SHORT PROBLEM: Please quote word for word the stretch of the passage on Machiavelli from "The reason that" through "noted, between what men said and what they did.".

EXCERPTED TEXT:
[Begin]

MACHIAVELLI'S SOLUTION -- THE POLITY SPEAKS AUTHORITATIVELY BUT NOT AS THE CHURCH -- IT SPEAKS AS THE NATION

"It was Machiavelli, however, who—at exactly the same time as Luther—formulated in the most general terms what lay at the heart of the problem and what would be the principle of the political solution. Both problem and solution appear in Chapter 15 of The Prince:

'But since my intent is to write something useful to whoever understands it, it has appeared to me more fitting to go directly to the effectual truth of the thing than to the imagination of it. And many have imagined republics and principalities that have never been seen or known to exist in truth; for it is so far from how one lives to how one should live that he who lets go of what is done for what should be done learns his ruin rather than his preservation.'

The reason that Machiavelli decided to write about the way men actually lived, not the way they behaved in those imaginary "republics and principalities," was the great distance, which we have just noted, between what men said and what they did.

Now, the greatest distance between speech and action is introduced by the Christian Word, which requires men to love what they naturally hate (their enemies) and to hate what they naturally love (themselves). The modern political project, which Machiavelli was the first to formulate, was therefore a response—it began as a response, in any case—to the "Christian situation," one marked by competition among authorities, disorder of references, anarchy of words, and, above all, the demoralizing contrast between what men said and what they did. Yet there can be no human life without authoritative speech. Where would the modern state find such speech? It found it in society—by becoming "representative" of society. Representation joined society’s speech to the action of a state lacking its own speech.

[End]

DATA SHOWN:
[Begin]

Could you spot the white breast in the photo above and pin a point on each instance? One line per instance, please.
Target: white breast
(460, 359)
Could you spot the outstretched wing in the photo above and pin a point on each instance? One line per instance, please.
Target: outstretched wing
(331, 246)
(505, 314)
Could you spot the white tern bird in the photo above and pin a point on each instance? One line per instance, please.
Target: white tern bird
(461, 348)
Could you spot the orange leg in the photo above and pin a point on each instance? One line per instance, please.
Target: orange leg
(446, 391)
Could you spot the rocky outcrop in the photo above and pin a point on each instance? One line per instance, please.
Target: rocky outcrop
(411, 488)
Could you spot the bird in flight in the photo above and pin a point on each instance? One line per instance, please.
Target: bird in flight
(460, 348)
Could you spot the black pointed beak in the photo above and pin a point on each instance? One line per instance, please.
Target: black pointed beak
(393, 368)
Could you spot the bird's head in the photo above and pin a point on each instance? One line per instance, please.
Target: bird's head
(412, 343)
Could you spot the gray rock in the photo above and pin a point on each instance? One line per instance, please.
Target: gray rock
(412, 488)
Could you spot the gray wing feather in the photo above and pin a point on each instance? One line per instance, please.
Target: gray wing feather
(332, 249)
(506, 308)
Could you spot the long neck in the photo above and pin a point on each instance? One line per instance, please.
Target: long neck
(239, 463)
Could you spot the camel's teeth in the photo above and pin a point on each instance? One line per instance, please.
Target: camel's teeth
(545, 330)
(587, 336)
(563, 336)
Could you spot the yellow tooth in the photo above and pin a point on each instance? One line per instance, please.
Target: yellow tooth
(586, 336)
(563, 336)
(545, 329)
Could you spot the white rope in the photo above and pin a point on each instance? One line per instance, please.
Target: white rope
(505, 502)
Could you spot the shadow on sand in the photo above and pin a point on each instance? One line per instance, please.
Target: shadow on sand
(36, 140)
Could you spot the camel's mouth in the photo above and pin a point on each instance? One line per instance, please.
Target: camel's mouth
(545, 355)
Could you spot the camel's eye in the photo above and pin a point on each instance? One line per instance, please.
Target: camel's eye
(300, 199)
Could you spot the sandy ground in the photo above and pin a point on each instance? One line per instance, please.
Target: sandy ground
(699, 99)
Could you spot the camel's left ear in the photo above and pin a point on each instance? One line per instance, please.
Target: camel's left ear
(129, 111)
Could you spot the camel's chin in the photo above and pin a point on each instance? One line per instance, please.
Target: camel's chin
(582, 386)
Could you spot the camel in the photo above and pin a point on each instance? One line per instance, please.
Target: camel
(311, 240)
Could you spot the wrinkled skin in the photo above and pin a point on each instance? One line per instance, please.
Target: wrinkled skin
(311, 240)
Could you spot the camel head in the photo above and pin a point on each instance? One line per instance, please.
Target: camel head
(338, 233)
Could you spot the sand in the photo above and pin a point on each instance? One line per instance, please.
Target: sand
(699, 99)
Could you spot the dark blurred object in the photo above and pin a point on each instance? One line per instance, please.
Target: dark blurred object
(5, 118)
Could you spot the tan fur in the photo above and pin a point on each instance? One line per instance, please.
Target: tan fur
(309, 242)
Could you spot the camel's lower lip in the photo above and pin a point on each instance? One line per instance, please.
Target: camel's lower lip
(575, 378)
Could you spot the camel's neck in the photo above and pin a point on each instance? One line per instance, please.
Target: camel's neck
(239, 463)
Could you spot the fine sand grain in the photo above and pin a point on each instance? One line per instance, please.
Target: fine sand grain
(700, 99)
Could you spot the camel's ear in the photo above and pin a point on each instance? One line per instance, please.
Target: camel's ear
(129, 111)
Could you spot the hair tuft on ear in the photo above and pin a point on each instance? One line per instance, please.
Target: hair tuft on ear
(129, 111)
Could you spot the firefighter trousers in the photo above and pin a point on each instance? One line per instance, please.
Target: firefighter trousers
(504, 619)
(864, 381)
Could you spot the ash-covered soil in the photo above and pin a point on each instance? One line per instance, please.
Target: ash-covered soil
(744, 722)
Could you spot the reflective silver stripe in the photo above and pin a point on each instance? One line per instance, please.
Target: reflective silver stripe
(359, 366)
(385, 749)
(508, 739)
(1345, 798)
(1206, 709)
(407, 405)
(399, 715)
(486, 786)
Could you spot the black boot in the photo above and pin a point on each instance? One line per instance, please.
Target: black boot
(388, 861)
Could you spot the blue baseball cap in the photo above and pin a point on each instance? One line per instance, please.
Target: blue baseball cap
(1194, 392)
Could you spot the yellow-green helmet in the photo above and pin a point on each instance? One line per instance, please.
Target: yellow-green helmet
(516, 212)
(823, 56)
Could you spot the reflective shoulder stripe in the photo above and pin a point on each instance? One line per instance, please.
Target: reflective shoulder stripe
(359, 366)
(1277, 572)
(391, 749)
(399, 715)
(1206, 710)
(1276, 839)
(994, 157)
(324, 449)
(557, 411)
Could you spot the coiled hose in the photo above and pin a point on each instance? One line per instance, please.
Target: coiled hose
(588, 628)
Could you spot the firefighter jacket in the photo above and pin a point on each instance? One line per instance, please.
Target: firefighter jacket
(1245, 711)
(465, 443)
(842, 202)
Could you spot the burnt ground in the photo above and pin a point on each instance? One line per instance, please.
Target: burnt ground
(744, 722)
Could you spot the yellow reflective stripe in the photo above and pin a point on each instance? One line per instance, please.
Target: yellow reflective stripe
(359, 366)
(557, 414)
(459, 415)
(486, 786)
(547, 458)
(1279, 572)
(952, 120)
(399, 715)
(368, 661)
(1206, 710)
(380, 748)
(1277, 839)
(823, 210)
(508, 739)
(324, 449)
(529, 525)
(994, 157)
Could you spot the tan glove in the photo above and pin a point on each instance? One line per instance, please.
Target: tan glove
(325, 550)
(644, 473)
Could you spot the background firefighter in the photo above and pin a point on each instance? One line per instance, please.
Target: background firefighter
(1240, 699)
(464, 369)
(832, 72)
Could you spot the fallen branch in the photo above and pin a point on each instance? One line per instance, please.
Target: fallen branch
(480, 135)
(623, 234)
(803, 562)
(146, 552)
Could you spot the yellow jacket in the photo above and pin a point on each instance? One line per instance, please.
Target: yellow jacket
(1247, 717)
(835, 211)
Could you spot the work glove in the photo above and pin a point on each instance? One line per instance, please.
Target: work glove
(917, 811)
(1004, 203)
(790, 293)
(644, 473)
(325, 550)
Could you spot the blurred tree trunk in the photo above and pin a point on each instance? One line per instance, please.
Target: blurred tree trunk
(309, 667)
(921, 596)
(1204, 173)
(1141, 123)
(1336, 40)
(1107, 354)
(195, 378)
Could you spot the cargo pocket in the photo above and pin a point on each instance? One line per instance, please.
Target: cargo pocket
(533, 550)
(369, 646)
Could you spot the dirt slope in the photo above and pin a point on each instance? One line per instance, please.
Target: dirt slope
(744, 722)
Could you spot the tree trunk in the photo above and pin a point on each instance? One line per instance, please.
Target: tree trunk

[End]

FINAL ANSWER:
The reason that Machiavelli decided to write about the way men actually lived, not the way they behaved in those imaginary "republics and principalities," was the great distance, which we have just noted, between what men said and what they did.